═══ Data excerpts ═══
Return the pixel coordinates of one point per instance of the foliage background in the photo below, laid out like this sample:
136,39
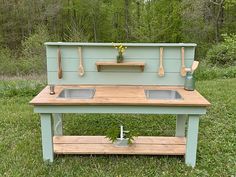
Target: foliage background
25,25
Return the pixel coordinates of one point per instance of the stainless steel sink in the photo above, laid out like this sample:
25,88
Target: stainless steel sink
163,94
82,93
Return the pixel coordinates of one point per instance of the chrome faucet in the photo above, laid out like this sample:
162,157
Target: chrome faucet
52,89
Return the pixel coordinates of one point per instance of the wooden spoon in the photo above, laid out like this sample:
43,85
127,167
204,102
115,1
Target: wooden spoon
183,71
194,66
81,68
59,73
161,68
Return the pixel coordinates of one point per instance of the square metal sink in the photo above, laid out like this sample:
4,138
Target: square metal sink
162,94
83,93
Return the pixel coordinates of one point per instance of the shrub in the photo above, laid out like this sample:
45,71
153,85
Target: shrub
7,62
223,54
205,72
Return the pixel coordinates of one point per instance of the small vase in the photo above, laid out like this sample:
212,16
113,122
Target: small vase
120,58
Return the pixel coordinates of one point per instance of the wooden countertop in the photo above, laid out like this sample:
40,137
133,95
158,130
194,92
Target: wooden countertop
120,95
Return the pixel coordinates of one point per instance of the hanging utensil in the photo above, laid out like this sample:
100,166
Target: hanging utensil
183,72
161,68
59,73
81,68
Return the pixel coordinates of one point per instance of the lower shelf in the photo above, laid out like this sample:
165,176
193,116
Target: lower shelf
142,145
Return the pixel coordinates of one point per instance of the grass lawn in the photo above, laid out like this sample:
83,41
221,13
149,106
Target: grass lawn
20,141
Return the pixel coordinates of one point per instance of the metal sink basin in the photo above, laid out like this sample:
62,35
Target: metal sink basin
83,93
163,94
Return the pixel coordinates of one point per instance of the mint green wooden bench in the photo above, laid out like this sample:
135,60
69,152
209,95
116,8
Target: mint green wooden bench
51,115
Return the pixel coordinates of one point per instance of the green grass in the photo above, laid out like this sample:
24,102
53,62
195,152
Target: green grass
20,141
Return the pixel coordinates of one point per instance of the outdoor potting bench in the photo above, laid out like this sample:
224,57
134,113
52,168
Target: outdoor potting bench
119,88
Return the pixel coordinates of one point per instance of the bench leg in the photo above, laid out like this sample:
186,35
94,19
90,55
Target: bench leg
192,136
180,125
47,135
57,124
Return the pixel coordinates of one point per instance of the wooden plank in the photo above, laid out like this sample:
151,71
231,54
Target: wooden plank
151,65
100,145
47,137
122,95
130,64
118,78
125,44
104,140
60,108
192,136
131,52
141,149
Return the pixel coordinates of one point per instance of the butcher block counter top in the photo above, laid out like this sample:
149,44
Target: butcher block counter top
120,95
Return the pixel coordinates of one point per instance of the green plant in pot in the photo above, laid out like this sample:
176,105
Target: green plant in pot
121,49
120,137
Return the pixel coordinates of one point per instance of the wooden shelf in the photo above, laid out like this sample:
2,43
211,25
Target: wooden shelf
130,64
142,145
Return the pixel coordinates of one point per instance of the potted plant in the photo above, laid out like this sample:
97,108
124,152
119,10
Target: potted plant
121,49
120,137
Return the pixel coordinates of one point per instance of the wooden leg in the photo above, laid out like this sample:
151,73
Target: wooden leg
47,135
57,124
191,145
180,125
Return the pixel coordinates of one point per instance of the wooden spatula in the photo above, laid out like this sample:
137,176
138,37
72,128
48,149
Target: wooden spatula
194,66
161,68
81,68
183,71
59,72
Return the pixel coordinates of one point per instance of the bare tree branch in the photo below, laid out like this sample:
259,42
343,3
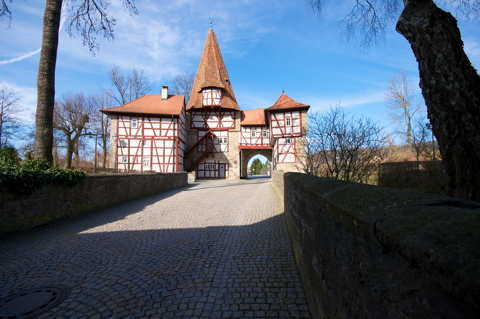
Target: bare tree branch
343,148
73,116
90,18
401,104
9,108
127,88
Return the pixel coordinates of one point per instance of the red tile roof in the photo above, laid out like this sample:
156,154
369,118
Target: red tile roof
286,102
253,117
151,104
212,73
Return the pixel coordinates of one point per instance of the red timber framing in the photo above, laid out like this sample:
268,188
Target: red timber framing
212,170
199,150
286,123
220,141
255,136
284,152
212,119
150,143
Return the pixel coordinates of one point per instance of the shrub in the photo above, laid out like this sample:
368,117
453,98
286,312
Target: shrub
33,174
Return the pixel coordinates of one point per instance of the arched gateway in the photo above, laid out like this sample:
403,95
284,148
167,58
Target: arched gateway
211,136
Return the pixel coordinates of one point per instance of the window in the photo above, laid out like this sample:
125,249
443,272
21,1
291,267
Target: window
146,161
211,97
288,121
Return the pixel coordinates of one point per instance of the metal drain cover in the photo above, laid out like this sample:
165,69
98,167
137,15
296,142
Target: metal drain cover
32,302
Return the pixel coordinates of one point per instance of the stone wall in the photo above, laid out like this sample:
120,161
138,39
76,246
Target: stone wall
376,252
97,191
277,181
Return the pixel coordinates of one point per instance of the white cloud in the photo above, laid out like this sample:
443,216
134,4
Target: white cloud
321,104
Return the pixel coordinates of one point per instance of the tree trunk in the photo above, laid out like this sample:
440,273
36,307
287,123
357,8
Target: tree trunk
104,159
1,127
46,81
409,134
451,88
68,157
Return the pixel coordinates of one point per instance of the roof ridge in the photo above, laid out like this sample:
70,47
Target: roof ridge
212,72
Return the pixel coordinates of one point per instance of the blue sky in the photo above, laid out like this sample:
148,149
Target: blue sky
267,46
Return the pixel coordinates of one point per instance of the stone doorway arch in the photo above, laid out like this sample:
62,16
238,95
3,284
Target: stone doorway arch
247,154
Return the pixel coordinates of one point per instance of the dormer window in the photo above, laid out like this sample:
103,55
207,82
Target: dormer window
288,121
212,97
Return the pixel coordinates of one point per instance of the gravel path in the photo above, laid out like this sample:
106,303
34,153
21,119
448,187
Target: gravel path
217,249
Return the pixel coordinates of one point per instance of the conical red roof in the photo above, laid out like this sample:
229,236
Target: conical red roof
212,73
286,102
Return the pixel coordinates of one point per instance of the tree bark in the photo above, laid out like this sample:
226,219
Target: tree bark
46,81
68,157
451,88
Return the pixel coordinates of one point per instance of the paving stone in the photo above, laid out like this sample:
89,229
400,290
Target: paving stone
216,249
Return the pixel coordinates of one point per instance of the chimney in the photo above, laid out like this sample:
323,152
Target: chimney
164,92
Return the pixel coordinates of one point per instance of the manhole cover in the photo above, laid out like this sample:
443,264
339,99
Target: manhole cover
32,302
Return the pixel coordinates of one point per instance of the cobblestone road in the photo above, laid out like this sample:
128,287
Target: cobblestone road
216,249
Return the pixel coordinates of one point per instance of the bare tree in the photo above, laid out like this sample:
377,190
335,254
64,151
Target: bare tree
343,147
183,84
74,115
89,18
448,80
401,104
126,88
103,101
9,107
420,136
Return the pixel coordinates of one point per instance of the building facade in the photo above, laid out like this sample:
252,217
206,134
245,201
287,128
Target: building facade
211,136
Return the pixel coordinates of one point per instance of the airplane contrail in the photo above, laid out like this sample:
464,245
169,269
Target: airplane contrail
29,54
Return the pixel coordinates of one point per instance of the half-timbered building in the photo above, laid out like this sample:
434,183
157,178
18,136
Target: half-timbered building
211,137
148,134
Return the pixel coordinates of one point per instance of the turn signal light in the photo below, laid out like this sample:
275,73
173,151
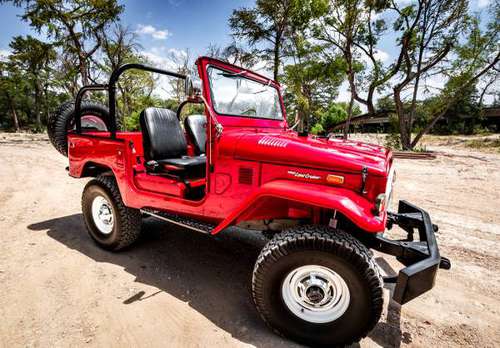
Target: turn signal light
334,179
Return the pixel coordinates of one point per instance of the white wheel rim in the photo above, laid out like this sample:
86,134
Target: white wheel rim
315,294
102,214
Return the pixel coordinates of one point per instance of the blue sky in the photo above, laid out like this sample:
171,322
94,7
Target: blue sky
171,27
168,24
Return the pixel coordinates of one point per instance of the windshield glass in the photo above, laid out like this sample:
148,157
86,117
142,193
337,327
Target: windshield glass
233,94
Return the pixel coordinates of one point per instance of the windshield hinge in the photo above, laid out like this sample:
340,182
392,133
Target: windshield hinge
═══
═══ Data excerpts ═══
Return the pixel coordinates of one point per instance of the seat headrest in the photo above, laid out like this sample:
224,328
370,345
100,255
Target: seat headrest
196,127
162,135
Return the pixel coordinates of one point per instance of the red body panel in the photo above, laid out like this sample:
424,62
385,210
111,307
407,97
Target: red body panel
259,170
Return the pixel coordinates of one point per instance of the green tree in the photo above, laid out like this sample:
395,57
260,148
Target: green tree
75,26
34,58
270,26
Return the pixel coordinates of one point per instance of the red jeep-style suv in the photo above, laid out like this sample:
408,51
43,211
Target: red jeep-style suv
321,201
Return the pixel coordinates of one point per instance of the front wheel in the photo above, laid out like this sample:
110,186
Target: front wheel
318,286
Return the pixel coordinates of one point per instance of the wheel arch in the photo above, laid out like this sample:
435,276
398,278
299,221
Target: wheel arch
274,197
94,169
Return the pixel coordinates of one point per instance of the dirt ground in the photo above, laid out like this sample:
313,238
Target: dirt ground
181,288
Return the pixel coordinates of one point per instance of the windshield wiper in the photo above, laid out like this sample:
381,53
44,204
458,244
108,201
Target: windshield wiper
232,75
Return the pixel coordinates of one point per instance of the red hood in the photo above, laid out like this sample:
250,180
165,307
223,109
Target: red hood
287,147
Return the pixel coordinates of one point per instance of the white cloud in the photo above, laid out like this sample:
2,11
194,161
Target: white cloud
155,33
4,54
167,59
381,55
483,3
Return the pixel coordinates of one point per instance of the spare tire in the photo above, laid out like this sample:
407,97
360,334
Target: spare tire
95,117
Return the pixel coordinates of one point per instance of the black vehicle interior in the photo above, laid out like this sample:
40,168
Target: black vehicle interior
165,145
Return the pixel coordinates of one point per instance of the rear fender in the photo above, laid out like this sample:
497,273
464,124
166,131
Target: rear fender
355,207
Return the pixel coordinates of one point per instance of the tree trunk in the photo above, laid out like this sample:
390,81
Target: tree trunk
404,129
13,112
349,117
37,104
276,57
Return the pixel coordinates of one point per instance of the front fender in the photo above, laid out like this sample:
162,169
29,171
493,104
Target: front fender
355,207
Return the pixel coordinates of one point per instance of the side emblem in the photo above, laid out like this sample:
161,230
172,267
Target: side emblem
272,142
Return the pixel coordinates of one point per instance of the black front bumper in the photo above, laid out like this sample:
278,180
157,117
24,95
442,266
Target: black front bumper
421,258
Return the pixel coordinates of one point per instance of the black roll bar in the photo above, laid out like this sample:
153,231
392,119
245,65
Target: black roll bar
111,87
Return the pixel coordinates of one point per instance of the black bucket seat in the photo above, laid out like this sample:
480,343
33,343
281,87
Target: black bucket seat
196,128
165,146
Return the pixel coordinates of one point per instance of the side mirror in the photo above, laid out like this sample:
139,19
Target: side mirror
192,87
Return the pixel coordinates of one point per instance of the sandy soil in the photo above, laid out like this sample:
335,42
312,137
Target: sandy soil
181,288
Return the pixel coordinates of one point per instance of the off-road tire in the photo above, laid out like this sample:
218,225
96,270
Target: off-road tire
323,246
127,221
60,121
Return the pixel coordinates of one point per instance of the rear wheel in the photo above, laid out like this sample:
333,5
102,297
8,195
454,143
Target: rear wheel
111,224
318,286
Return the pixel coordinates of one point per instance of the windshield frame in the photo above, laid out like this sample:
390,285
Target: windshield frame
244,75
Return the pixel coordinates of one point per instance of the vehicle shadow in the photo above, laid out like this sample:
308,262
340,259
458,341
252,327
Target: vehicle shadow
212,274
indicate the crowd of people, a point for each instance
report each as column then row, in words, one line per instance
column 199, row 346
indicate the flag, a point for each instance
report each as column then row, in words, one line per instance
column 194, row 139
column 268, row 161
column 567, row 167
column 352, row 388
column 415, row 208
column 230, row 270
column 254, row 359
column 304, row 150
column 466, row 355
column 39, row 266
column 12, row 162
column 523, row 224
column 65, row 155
═══
Scan the entries above for the word "hinge". Report the lines that hold it.

Result of the task:
Return the pixel coordinates of one point per instance of the windshield hinge in the photo above, laid out like this sample:
Target: windshield hinge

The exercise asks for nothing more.